* _Prompt_:
In the forum thread about the book Conquering Irritable Bowel Syndrome, what does the first review say makes the book suited to guiding IBS sufferers? Answer in one to three sentences.

# Conquering Irritable Bowel Syndrome by Dr. Nicholas J. Talley



## Jeffrey Roberts (Apr 15, 1987)

Conquering Irritable Bowel Syndrome: A Guide To Liberating Those Suffering With Chronic Stomach or Bowel ProblemsNicholas J. Talley MD, B.C. Decker, 2005ISBN 1896998224







The new gold standard for guiding an IBS sufferer.Dr. Talley, a leader in IBS research, has woven together a reference guide for IBS sufferers that will become the new gold standard for understanding and guiding sufferers. His balance of medical jargon along with passages from actual sufferers neatly addresses all areas of the disorder. Dr. Talley's years of dedication to his research and to the patient shines through in this easy to read and informative book.


----------



## 14416 (Jun 21, 2005)

Thanks for the review Jeff - this looks like a book I will be purchasing! Mucho appreciated


----------



## 22599 (Nov 27, 2006)

I have read this book and it is amazing! The book is seriously a guide to whatever you want to know about IBS. I even used it as a guide for a research paper I did for a college class! You can buy it in the internet (that is what I did) and read it in your spare time. The book is so easy to read and a good guide to causes, treatment and/or mangement of IBS!


----------

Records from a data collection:
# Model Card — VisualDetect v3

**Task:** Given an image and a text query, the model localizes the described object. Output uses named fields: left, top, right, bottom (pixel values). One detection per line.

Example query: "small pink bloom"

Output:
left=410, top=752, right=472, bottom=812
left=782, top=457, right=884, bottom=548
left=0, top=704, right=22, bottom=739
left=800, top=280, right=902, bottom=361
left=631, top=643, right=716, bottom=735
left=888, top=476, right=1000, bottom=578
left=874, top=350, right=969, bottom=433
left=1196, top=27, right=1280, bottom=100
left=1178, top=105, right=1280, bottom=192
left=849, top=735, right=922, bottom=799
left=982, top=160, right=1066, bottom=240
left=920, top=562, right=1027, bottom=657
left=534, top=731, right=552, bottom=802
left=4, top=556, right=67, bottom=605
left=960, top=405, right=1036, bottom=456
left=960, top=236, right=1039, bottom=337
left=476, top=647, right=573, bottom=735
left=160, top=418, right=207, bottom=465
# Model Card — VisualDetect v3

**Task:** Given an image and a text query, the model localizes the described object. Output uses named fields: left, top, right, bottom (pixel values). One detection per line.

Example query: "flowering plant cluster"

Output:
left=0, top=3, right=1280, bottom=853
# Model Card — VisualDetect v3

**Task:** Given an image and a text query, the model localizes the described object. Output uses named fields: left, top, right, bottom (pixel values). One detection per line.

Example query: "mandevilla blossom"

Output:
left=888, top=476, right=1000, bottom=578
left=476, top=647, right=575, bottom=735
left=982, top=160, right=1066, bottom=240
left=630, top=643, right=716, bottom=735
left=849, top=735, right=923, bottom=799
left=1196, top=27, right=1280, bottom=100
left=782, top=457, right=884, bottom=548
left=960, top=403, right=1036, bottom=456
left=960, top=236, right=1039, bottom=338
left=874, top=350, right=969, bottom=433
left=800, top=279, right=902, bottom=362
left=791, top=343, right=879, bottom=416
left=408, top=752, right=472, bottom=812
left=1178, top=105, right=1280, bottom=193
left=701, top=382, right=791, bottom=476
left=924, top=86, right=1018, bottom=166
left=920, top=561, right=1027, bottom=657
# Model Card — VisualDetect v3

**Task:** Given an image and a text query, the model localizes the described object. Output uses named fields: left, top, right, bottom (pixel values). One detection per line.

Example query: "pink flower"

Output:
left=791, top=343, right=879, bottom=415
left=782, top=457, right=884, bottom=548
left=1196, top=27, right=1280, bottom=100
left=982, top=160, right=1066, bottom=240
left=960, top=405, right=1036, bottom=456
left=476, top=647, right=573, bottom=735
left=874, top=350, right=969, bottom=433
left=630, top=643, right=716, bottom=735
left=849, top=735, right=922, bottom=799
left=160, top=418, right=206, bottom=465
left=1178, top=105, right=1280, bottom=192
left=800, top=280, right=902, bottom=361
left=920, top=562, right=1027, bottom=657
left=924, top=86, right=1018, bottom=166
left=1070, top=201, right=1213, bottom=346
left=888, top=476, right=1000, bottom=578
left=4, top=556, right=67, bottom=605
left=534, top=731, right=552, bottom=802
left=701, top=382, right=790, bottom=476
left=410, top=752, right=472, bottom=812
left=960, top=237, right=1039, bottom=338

...

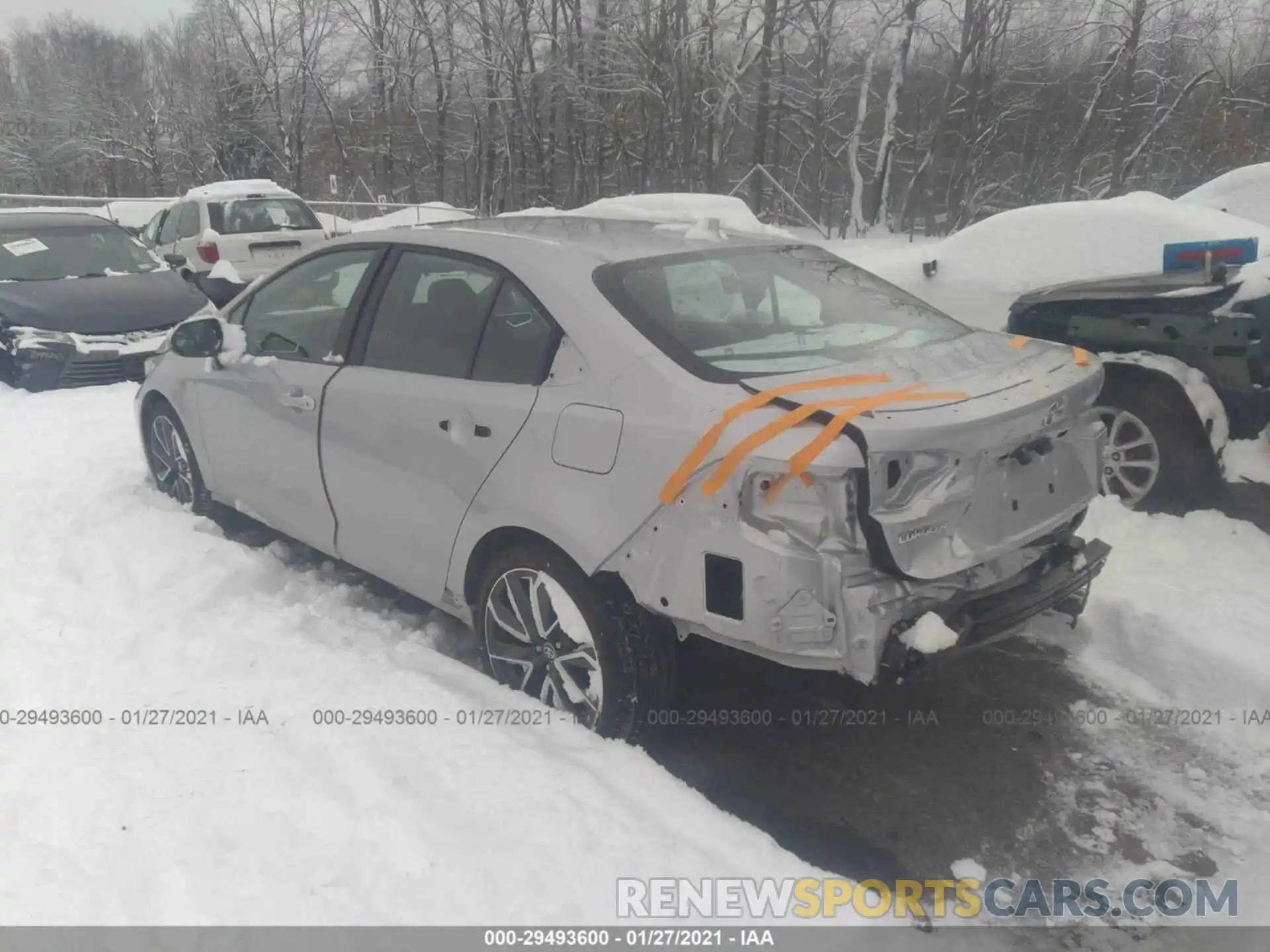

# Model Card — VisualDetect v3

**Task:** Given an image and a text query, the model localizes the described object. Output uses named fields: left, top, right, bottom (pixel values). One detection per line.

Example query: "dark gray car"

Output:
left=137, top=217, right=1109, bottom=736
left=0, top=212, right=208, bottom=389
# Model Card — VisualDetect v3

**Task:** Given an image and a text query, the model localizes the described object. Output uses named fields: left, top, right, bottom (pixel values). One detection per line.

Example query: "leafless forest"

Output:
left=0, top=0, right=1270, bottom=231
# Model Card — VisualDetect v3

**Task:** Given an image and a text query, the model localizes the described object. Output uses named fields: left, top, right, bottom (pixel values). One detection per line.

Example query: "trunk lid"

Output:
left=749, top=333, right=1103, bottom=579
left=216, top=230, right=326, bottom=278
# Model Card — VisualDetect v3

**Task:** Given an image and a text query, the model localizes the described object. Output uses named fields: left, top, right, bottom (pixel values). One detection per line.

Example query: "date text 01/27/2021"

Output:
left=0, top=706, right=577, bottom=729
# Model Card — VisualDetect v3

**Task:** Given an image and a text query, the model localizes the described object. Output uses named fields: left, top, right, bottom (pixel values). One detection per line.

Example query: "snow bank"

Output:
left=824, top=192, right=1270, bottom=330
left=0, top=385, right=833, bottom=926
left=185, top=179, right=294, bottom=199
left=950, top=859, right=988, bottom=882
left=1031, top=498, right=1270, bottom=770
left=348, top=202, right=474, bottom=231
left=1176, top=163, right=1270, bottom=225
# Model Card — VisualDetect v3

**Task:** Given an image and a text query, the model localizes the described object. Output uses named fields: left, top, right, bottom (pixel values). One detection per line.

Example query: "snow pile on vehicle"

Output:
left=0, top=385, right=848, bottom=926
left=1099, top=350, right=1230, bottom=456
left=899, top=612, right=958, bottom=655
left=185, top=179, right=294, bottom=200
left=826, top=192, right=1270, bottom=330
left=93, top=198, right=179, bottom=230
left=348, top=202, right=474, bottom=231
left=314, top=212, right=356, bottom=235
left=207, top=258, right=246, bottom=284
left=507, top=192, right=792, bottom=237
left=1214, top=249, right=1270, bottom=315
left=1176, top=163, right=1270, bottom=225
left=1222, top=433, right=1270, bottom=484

--

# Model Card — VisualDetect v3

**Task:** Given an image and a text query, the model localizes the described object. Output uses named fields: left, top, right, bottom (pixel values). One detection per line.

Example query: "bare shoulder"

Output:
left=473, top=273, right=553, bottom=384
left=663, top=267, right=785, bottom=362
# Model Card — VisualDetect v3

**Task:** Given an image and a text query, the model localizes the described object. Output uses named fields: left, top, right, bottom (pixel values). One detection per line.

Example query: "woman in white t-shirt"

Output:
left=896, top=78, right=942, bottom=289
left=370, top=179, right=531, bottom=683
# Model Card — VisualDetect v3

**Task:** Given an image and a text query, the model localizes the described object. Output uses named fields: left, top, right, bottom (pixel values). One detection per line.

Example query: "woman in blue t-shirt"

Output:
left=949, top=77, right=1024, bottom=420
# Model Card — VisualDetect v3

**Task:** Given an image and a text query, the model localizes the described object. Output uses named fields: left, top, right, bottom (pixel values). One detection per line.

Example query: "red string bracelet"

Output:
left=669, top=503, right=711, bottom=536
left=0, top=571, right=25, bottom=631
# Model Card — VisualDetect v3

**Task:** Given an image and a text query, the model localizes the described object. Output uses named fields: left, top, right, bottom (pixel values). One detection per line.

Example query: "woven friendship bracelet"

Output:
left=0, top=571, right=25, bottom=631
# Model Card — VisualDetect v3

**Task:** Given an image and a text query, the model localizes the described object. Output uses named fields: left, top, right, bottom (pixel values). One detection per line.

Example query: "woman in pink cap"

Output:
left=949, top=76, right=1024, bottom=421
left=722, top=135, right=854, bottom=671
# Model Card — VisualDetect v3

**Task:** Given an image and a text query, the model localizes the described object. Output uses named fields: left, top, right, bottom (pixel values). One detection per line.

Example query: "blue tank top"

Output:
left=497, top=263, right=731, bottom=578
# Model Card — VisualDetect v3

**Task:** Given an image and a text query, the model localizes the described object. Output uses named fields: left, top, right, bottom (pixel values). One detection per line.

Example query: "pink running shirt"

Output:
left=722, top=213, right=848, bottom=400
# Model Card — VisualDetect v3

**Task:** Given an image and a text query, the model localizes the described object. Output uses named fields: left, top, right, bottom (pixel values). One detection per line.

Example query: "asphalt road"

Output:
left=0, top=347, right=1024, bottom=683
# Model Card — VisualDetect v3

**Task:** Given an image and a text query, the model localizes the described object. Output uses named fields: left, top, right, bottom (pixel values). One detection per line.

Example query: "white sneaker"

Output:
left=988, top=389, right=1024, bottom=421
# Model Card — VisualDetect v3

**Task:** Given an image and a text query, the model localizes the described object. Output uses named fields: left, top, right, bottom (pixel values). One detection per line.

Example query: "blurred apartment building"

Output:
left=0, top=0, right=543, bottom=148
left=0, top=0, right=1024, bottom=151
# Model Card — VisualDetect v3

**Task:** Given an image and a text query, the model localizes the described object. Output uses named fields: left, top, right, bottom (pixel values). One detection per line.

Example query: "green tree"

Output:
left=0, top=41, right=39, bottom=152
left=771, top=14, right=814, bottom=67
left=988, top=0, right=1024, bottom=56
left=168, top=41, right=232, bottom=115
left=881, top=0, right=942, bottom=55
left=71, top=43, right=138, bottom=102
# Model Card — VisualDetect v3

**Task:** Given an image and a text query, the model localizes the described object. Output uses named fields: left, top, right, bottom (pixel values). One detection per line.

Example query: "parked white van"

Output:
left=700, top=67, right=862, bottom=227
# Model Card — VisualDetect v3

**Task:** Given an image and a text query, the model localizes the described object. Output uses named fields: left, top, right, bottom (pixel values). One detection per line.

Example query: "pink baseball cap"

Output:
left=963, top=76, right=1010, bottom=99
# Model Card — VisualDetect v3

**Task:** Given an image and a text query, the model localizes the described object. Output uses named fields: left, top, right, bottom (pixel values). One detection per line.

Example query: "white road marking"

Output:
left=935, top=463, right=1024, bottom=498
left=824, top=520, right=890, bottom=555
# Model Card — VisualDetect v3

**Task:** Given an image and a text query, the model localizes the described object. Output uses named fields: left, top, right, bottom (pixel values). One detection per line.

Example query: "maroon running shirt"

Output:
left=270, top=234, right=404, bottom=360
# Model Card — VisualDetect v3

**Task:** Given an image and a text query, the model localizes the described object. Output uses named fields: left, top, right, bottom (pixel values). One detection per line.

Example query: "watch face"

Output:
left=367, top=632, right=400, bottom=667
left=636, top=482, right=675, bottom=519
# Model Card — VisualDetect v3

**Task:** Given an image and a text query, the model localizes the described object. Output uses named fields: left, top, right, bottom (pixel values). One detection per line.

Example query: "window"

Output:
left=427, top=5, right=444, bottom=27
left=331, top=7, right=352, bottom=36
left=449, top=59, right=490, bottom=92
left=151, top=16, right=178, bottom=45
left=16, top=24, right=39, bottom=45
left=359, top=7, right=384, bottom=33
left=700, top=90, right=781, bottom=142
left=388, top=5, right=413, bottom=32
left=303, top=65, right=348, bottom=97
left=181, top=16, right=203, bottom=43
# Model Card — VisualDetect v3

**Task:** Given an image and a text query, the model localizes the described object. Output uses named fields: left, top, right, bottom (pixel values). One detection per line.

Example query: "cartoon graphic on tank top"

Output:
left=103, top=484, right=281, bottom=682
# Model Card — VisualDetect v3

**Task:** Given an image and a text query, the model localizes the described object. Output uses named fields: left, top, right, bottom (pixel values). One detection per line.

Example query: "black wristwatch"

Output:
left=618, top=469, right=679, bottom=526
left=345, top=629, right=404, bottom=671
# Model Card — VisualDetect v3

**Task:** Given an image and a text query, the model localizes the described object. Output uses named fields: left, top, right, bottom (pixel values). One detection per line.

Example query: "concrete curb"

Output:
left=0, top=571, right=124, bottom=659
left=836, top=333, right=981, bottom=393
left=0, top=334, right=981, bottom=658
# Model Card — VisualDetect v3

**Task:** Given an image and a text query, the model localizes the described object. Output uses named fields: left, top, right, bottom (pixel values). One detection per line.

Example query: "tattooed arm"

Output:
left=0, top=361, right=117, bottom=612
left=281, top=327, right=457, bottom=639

* _Answer box_:
The review credits Dr. Talley's balance of medical jargon with passages from actual sufferers, which it says neatly addresses all areas of the disorder. It adds that his years of dedication to research and to the patient show through in a book that is easy to read and informative.